* START SOURCE MATERIAL *

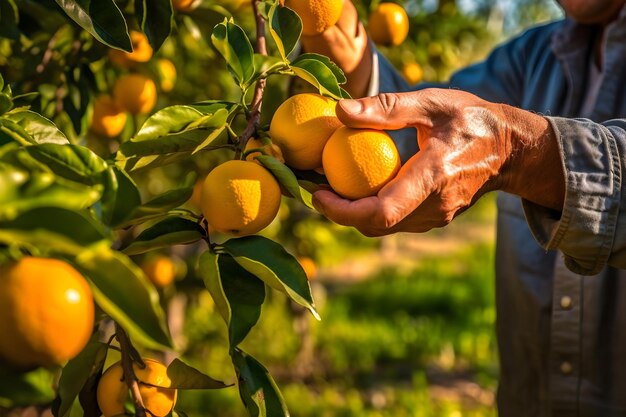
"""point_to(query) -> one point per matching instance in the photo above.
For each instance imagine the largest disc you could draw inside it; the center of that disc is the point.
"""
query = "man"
(562, 206)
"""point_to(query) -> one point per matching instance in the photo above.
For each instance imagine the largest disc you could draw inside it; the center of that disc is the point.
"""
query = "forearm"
(348, 46)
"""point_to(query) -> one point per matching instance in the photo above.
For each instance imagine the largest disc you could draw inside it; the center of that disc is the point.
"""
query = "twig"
(257, 100)
(129, 372)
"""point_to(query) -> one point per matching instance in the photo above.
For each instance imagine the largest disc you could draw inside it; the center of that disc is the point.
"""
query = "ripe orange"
(108, 118)
(167, 74)
(308, 264)
(46, 312)
(160, 270)
(359, 162)
(240, 198)
(267, 148)
(112, 390)
(316, 15)
(388, 24)
(301, 126)
(413, 72)
(135, 93)
(142, 51)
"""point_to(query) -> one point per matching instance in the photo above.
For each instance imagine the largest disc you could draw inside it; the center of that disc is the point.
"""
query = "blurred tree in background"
(413, 337)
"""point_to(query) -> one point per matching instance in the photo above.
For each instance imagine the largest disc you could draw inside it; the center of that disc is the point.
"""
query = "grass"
(416, 343)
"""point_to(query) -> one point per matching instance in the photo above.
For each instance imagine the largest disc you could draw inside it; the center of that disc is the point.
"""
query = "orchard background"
(406, 321)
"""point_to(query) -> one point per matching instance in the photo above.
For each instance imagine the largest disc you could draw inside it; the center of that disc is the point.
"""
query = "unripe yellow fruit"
(359, 162)
(388, 25)
(142, 51)
(112, 390)
(135, 93)
(167, 74)
(316, 15)
(108, 118)
(46, 312)
(240, 198)
(301, 126)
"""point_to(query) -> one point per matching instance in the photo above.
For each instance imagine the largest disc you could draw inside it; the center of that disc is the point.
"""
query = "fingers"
(388, 111)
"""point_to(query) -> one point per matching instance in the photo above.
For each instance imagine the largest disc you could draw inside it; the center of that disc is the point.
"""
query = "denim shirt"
(561, 311)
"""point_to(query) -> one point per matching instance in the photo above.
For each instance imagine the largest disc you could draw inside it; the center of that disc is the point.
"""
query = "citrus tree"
(78, 140)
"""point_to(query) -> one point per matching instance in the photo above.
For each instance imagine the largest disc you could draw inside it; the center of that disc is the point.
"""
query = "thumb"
(387, 111)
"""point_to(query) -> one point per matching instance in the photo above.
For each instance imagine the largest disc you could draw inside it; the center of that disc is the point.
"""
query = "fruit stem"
(257, 100)
(129, 373)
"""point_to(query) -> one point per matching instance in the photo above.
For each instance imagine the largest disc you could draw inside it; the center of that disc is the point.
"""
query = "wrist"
(533, 167)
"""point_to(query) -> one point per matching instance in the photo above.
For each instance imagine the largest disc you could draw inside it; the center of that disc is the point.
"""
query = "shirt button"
(566, 368)
(566, 302)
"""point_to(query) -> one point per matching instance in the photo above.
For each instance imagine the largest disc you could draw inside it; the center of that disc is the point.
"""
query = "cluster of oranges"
(241, 197)
(133, 92)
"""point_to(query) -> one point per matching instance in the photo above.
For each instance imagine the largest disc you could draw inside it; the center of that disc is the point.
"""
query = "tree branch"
(129, 373)
(257, 100)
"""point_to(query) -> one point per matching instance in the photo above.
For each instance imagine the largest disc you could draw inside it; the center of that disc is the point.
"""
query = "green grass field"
(396, 342)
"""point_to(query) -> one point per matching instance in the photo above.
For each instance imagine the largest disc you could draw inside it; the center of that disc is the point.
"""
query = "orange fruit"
(316, 15)
(46, 312)
(167, 74)
(412, 72)
(183, 5)
(301, 126)
(160, 270)
(240, 198)
(112, 390)
(142, 51)
(108, 118)
(308, 264)
(135, 93)
(388, 24)
(265, 149)
(359, 162)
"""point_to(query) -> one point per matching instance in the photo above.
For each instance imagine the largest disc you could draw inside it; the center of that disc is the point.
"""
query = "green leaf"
(123, 292)
(76, 226)
(120, 198)
(337, 72)
(233, 44)
(102, 18)
(169, 232)
(208, 269)
(257, 388)
(73, 162)
(285, 28)
(156, 20)
(159, 205)
(184, 376)
(11, 131)
(245, 294)
(21, 191)
(319, 75)
(25, 388)
(9, 18)
(287, 179)
(76, 373)
(167, 137)
(238, 295)
(273, 264)
(38, 127)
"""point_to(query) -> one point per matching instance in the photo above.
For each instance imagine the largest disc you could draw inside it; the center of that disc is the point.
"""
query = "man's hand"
(347, 45)
(468, 146)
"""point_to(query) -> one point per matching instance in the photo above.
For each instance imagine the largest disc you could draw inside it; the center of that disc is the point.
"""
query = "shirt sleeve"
(591, 228)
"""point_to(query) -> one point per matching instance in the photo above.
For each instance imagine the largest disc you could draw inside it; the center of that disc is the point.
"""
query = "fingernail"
(351, 106)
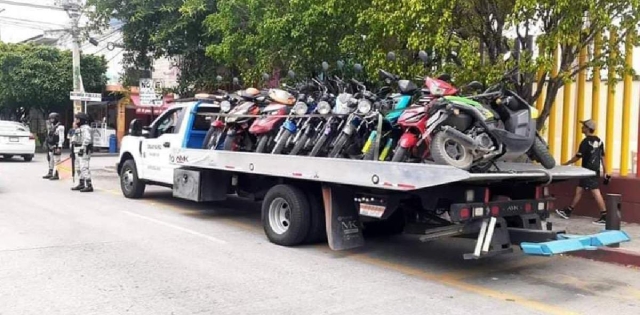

* END SOURCE MATERIAL *

**TASK GOAL:**
Pull out every line of the data above that contains the string "shirt", and list those lines in the order they appear.

**EXERCISE OUTPUT:**
query = "denim shirt"
query = "shirt button"
query = "shirt sleeve"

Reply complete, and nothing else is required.